▸ **TEXT SHOWN**
________________

That's all a good review and some interesting examples. My only problem is I'm not seeing a formula of how to figure what the ideal valve spring is based on RPM, valve weight, seat surface area (guesstimated from valve diameter), etc. I'm sure on your end, the numbers in your example are derived from something (formula, what someone told you, experience of what works, etc). But all your numbers for seat/nose pressures are just numbers that I can't confirm or derive for myself. To use an analogy, I don't want to be fed fish from someone that knows how to fish, I want to learn to fish for myself. That doesn't mean I need to be a fully vested expert engine builder with all the toys and techniques. I just want to know how to build a decent engine and know when someone is spewing BS or not.

On with more specific thoughts about your comments...

How does the cam grinder come up with this?

________________

▸ **EXTRACTED MATERIAL**
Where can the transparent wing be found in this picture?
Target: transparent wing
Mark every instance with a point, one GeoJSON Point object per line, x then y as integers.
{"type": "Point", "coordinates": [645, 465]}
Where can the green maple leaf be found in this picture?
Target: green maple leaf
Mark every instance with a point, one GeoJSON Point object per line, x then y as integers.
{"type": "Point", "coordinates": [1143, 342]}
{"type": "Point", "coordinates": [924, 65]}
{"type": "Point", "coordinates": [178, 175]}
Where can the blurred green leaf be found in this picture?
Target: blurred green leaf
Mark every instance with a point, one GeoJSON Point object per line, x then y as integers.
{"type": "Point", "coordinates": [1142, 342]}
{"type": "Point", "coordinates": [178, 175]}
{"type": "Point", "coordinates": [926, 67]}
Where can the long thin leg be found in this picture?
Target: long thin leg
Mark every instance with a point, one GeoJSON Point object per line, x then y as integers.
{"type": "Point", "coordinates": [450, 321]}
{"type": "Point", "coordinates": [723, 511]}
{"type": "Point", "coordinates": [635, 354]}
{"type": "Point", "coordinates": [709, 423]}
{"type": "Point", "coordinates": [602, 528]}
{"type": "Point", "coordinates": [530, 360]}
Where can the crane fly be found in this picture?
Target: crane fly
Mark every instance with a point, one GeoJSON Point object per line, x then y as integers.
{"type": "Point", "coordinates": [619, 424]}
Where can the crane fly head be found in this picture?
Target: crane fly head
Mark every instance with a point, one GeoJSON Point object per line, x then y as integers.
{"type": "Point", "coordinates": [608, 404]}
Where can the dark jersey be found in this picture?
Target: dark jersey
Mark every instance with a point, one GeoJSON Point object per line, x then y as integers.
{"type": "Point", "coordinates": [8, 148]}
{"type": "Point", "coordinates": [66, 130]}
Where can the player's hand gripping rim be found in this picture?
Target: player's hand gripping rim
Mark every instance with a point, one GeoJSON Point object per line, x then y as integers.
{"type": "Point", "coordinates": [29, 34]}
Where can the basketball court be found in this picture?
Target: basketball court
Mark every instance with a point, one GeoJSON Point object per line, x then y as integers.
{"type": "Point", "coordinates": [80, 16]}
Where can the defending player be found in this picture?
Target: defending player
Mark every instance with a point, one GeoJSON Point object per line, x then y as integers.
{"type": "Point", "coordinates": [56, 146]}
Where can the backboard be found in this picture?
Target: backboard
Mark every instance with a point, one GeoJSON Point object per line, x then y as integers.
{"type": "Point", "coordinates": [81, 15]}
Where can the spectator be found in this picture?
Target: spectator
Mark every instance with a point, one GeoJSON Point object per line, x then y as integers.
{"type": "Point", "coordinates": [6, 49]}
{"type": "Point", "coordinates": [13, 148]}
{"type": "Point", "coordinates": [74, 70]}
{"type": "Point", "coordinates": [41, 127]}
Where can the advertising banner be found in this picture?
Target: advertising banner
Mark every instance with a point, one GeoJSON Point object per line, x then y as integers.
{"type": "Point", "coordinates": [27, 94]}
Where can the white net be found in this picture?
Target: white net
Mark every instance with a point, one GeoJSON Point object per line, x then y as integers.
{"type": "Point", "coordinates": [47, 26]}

________________

▸ **SET TASKS**
- a) Summarize the valve spring post in two sentences.
- b) List every factor that the valve spring post names for figuring out the ideal valve spring.
- c) Extend the valve spring post, picking up after its last sentence.
The listing plays no part in this work.

▸ **ANSWERS TO THE EXERCISE**
- a) The writer wants a formula for working out the ideal valve spring from RPM, valve weight, seat surface area and similar factors, since the seat and nose pressures offered so far are numbers they cannot confirm or derive themselves. They do not aim to become an expert engine builder, only to build a decent engine and tell when someone is talking nonsense, and they ask how the cam grinder arrives at these figures.

- b) RPM, valve weight, seat surface area

- c)
I am far more interested in these kinds of tricks, but not so much for getting max power, but for getting max efficiency for the purposes of optimal fuel economy. Thus things that improve performance at 4500+RPMs and have little to no benefit at 1200-2000 RPMs are not things I'm going to seriously consider for my build...but I'm still interested in knowing what improvements are available, how they improve things, and when they are best applied. Not to mention, those kinds of details would be interesting for others here that ARE interested in performance gains through PL reduction.

The beehives are really that much better? ...even for sub 3000 RPM ranges on an N/A daily driven machine? If so, I'm sold. Is there any chance that the beehive technology will afford me less seat pressure or some other efficiency gain?

400hp would be WAY optimistic for what I have in mind...as you recognized. I'm thinking more along the lines of 300hp for what I'm wanting to do. And what I'll be using are Explorer GT40p heads, not the GT40 heads. I'm also wanting:

• Tight quench with a .030" head gasket.
• High compression (10.2-10.7 range to make good use of E85, but low enough to still run 93 octane premium when I have to). I'd love to think I could run 11:1 with these cast iron heads, but from what I understand, that's just not going to happen, even with 93 octane, although it would be about perfect for E85.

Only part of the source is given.